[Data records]
:::

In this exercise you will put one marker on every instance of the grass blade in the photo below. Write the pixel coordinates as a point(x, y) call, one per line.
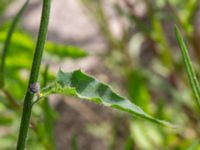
point(189, 67)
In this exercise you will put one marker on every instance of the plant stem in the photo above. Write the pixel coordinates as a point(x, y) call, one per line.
point(11, 99)
point(7, 43)
point(27, 108)
point(48, 115)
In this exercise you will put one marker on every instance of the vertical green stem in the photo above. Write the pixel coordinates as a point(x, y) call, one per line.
point(48, 116)
point(27, 108)
point(7, 42)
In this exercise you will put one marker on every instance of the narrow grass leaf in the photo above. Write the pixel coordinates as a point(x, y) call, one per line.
point(189, 67)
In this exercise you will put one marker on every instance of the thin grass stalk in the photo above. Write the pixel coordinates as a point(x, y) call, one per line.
point(27, 108)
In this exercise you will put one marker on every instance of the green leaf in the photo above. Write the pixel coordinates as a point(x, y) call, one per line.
point(86, 87)
point(189, 67)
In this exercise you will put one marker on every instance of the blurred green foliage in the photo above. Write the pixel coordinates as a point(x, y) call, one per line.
point(154, 78)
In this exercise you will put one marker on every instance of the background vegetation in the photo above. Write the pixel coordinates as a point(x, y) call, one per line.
point(143, 62)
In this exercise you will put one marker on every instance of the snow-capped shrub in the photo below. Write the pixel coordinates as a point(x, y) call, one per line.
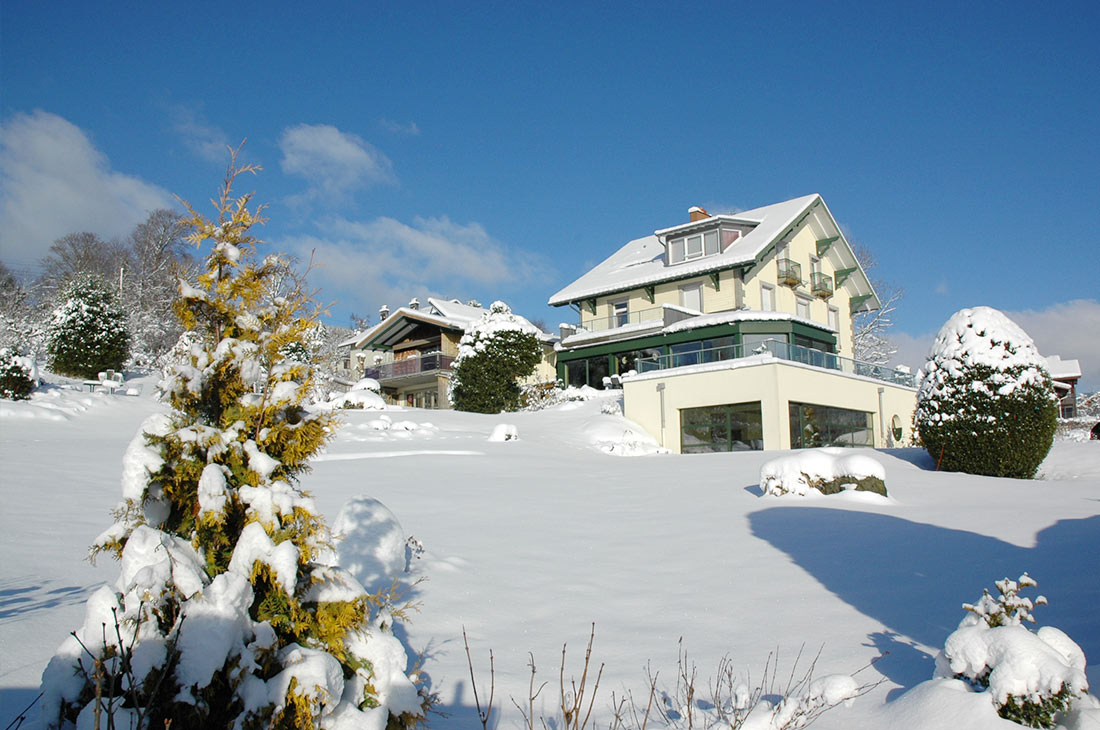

:::

#### [Problem statement]
Write out the lines above exactly as they appear, leaving out the pictures.

#### [Reply]
In this exercise you will put one marker on every instance of the grass blade in the photo below. Write the pixel coordinates as a point(x, y) call, one per line.
point(189, 67)
In this exercise you will put one marker on every instance of the plant stem in the photo above. Write the pixel coordinates as a point(x, y) call, one per line.
point(11, 99)
point(7, 43)
point(27, 108)
point(48, 115)
In this exercise you will put one marker on every instance of the vertical green stem in the photo above. Write the pixel coordinates as a point(x, y) call, one per line.
point(48, 116)
point(27, 108)
point(7, 42)
In this exercise you will put one marker on every instance of the narrow grass leaf in the photo above. Write the pixel coordinates as a point(x, y) call, one per line.
point(189, 67)
In this exercise you will put one marker on every instance of the thin grass stalk in the photo above. Write the pixel coordinates as a point(x, y) call, one per line.
point(27, 108)
In this exercise you will put one marker on every instance of the green leaf in the photo above. Write the pixel coordinates as a point(x, y) call, one per line.
point(86, 87)
point(189, 67)
In this exercise you will put one marker on every instance of the blurred green foliage in the photo above. Write the pixel coordinates as a point(x, y) call, one per line.
point(154, 78)
In this exercise you will put one marker on every instance of the background vegetation in the photo above. Write the pixel coordinates as a point(x, y) call, one per line.
point(143, 62)
In this exercise you will put one marker on every instance of the snow-capped shrub in the photo below. Write the pixel coordinates as a point(x, y) call, one per line.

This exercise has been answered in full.